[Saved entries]
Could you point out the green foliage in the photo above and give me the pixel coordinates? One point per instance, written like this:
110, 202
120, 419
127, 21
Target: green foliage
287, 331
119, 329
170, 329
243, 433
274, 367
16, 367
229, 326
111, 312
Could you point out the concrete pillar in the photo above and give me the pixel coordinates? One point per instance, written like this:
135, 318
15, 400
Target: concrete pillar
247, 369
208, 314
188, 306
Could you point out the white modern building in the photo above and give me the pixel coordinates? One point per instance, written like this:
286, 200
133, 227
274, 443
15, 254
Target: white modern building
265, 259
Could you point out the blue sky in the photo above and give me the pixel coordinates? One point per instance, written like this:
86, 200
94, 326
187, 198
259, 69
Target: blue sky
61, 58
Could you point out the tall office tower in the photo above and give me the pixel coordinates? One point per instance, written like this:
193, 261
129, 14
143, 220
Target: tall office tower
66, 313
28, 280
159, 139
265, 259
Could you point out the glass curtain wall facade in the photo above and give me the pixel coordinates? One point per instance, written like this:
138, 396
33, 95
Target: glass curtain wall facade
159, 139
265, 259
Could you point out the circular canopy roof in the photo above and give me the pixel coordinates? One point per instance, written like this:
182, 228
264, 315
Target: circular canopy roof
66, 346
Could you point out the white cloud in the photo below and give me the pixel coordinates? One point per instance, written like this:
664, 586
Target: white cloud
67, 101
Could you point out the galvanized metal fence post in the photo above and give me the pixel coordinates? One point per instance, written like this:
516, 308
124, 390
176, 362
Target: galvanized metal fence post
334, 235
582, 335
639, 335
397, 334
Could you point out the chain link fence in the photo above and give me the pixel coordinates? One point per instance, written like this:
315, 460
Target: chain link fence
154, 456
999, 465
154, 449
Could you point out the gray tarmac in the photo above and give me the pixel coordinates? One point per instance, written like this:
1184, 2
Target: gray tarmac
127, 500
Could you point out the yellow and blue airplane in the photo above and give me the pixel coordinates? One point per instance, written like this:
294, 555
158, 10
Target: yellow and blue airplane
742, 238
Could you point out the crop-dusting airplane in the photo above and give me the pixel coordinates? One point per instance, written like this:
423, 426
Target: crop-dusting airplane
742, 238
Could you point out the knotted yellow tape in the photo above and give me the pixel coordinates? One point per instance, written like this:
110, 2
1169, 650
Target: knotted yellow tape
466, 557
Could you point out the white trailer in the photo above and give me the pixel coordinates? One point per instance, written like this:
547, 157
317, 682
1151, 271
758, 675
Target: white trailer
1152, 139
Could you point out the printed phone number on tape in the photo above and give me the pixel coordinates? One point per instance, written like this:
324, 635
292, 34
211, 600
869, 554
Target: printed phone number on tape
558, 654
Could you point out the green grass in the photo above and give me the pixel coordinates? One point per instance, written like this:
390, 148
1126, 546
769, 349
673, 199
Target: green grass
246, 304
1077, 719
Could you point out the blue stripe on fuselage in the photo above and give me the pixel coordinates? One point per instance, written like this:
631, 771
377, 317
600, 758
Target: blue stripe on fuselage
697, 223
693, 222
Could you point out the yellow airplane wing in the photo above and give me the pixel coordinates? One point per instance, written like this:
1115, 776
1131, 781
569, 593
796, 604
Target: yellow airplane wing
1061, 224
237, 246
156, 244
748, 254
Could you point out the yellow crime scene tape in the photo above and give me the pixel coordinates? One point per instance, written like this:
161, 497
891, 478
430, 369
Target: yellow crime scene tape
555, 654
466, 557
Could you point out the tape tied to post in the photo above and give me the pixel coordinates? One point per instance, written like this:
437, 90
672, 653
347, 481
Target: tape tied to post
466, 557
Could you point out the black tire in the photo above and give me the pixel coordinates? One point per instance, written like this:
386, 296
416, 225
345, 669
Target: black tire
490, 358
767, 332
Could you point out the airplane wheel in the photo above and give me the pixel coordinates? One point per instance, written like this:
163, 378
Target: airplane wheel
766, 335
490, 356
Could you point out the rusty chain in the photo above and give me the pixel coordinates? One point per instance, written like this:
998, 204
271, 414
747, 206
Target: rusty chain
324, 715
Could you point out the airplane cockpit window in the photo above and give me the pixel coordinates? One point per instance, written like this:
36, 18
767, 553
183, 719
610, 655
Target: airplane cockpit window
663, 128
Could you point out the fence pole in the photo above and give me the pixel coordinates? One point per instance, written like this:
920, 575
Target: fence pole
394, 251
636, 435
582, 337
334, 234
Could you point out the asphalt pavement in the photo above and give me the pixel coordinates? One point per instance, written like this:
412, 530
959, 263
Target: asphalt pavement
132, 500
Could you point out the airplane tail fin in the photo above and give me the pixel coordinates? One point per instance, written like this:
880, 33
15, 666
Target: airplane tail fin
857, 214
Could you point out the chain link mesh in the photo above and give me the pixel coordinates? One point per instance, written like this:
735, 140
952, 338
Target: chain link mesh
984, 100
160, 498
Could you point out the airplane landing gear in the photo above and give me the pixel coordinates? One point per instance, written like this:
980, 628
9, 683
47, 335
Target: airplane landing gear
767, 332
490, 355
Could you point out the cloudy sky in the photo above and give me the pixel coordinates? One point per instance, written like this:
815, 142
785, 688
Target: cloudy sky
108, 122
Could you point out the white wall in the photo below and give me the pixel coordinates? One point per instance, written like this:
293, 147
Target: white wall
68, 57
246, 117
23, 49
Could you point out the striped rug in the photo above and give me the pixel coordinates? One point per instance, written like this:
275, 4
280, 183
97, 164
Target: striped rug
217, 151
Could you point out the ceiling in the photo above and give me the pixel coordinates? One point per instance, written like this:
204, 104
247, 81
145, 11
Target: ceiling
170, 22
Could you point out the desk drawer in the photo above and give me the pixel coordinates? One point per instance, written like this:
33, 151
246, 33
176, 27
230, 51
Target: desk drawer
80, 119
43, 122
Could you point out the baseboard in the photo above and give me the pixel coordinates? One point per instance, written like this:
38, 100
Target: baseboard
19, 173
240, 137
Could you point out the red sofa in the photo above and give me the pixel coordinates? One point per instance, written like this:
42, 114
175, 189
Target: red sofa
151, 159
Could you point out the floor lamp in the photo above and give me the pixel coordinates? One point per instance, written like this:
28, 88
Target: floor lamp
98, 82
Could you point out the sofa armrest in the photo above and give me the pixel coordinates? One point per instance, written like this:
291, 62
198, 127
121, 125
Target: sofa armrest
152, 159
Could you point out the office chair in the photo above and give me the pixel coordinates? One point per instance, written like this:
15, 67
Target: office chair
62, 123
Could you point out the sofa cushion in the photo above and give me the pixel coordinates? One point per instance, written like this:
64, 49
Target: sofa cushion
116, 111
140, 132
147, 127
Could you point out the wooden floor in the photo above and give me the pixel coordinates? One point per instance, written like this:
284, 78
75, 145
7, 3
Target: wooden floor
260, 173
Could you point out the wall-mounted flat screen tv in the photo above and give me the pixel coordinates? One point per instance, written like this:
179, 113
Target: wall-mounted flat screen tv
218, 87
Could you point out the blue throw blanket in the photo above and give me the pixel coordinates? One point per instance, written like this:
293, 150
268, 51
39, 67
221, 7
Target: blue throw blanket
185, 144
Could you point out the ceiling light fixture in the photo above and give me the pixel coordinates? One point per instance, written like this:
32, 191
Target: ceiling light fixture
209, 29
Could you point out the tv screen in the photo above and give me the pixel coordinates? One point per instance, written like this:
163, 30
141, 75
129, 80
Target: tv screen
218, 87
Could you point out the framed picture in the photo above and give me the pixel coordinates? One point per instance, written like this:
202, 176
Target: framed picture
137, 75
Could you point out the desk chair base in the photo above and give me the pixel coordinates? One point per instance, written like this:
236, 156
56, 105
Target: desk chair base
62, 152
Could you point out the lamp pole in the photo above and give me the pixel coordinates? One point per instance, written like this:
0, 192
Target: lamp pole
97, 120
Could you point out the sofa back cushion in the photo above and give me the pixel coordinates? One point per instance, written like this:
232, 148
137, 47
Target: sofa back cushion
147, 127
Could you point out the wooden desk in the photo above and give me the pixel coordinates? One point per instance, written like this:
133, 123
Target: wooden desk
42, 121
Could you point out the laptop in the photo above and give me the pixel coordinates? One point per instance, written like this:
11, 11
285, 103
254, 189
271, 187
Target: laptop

WORK REQUIRED:
Of the lines above, copy each one that contains the word "laptop".

COMPLETED EXERCISE:
Could you point out the laptop in the photo above and give me the pixel coordinates? One point per instance, written like this:
Target: laptop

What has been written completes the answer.